* **AIM**: Give back all the data exactly, line by line.
begin RECORDS FOR THE TASK
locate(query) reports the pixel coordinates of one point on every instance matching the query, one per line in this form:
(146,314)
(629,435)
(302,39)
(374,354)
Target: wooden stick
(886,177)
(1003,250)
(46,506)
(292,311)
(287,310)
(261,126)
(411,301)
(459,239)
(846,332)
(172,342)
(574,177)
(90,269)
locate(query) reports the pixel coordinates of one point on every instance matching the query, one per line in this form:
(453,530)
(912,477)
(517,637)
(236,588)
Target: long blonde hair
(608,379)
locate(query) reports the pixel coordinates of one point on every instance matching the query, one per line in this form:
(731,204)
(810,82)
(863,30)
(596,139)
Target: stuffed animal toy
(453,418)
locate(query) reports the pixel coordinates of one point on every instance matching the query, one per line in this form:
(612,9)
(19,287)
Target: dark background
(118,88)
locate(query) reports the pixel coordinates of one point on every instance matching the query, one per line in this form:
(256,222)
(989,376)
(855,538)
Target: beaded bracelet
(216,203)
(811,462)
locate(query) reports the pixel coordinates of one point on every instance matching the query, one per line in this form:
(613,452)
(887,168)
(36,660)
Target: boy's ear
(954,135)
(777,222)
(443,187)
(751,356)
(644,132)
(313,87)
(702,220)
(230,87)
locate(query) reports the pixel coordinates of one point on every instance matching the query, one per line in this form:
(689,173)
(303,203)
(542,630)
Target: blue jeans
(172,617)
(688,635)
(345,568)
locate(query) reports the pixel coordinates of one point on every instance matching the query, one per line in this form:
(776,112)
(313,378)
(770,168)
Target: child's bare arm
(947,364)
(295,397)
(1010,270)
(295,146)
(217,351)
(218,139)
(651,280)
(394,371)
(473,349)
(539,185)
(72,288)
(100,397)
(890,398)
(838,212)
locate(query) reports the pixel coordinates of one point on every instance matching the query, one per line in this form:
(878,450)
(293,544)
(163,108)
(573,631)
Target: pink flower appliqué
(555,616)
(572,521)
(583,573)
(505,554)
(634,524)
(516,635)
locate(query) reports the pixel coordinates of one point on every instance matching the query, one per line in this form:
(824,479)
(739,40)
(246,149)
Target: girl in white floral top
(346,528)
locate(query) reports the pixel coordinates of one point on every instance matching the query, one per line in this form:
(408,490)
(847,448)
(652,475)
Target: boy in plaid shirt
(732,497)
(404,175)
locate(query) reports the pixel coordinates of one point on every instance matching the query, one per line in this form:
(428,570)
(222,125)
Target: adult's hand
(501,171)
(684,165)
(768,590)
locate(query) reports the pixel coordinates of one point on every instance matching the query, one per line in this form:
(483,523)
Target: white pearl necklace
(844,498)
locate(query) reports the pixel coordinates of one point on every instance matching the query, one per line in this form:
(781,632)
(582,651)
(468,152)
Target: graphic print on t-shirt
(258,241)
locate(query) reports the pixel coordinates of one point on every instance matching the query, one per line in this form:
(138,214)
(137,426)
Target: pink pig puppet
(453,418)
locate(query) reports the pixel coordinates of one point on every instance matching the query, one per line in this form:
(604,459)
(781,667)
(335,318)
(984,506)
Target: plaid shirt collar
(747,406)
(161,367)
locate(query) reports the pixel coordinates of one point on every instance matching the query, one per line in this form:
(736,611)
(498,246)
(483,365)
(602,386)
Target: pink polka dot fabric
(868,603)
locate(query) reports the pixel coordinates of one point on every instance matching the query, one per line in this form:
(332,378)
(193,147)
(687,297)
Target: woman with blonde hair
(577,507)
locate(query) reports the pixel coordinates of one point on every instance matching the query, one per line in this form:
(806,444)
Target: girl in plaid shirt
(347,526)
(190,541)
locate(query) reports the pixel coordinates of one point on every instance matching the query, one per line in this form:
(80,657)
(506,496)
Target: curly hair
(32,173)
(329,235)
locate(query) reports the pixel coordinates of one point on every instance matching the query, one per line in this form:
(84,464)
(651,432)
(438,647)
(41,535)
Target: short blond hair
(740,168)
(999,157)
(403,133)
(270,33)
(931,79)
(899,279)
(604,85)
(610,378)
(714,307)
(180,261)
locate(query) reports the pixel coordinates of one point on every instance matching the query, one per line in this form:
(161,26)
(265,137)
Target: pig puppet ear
end RECORDS FOR THE TASK
* **FINAL RESULT**:
locate(query) reports the pixel coordinates of one point on every instance matching the query, one per line in this form:
(146,314)
(629,435)
(302,39)
(374,354)
Target: wooden stick
(886,177)
(1003,250)
(46,506)
(292,311)
(287,310)
(261,126)
(411,301)
(459,239)
(846,332)
(172,342)
(574,177)
(90,269)
locate(query) reports the pixel coordinates of one point on every instance matching the query, one per line in this form:
(453,530)
(912,477)
(517,637)
(236,588)
Target: long blonde hair
(608,379)
locate(query) reports the pixel coordinates of one point on every instance matching the query, one per line in this form:
(731,204)
(810,82)
(863,30)
(596,139)
Target: stuffed animal toy
(453,418)
locate(query) reports the pixel coordinates of one point on every instance matching the query, one per line in this form:
(612,9)
(19,287)
Target: dark background
(118,88)
locate(query) reports the pixel coordinates of one point on every instance matching the query, one per line in this form:
(256,222)
(989,376)
(855,538)
Target: beaded bracelet
(216,203)
(811,462)
locate(query) reports the pixel coordinates of one point on every instance matching the query, one per line in this form:
(613,452)
(887,168)
(36,660)
Target: boy's ear
(954,135)
(777,222)
(443,187)
(751,356)
(644,132)
(313,87)
(702,220)
(230,87)
locate(query) reports the pixel coordinates of one point on every instance matching the query, one per line in this form:
(689,173)
(303,203)
(542,630)
Target: blue jeans
(172,617)
(688,635)
(345,568)
locate(query) reports the pixel coordinates of one point on every instance matching the query, one per line in this form:
(776,112)
(313,378)
(770,168)
Target: child's bare arm
(947,364)
(295,397)
(1010,270)
(295,146)
(217,351)
(218,139)
(651,280)
(394,371)
(473,349)
(539,185)
(72,288)
(100,397)
(890,398)
(838,212)
locate(query) reports the pixel coordinates of one point on every instance matching the query, one per line in this form:
(878,450)
(293,544)
(163,108)
(573,631)
Target: pink flower appliqué
(555,616)
(572,521)
(583,573)
(505,554)
(634,524)
(516,635)
locate(query) reports the pixel coordinates of one point on every instance matching the query, one per line in this form:
(824,479)
(739,40)
(246,149)
Target: girl in white floral top
(346,528)
locate(query) reports the pixel coordinates of one point on every instance matching the query, one per line in this form:
(408,490)
(847,448)
(652,475)
Target: boy in plaid shirt
(732,497)
(404,175)
locate(query) reports the pixel coordinates of one point on every instance matching the query, one per line in this form:
(428,570)
(222,125)
Target: adult's hand
(501,171)
(684,165)
(768,590)
locate(query) reports the pixel coordinates of one point on every instance matching the query, one per line in this form:
(483,523)
Target: white pearl necklace
(844,498)
locate(query) reports the pixel coordinates of one point on every instance matching the query, one per line in this form:
(781,632)
(582,651)
(468,152)
Target: graphic print on t-shirt
(258,241)
locate(query) reports the pixel coordinates of one point on every instance matching the query, one per line in this form:
(138,214)
(137,426)
Target: pink pig puppet
(453,418)
locate(query) reports the pixel coordinates of one point on every instance matching the query, one per line in this form:
(604,459)
(781,667)
(335,318)
(984,506)
Target: plaid shirt collar
(747,406)
(161,367)
locate(query) reports the pixel coordinates of one point on every instance matching the query, one per line in this form:
(736,611)
(498,246)
(483,365)
(602,386)
Target: pink polka dot fabric
(868,603)
locate(query) reports the pixel coordinates of one point on every instance matching the query, one per line in this form:
(332,378)
(193,147)
(687,297)
Target: woman with blonde hair
(577,507)
locate(query) reports the pixel coordinates of one point on every instance matching the query, one per line in this form:
(806,444)
Target: girl in plaid shirt
(347,526)
(190,541)
locate(query) reports the pixel coordinates of one point on every instance matching the query, one per line in this form:
(80,657)
(506,496)
Target: curly hair
(32,173)
(329,235)
locate(query) reports the pixel coordinates of one point on every instance matching the query, one per line in this form:
(84,464)
(651,432)
(438,647)
(41,535)
Target: short blond hair
(740,168)
(999,157)
(403,133)
(270,33)
(931,79)
(899,279)
(604,85)
(610,378)
(714,307)
(180,261)
locate(query) reports the pixel coordinates of one point on every instance matching the query, one per line in this form:
(161,26)
(265,137)
Target: pig puppet ear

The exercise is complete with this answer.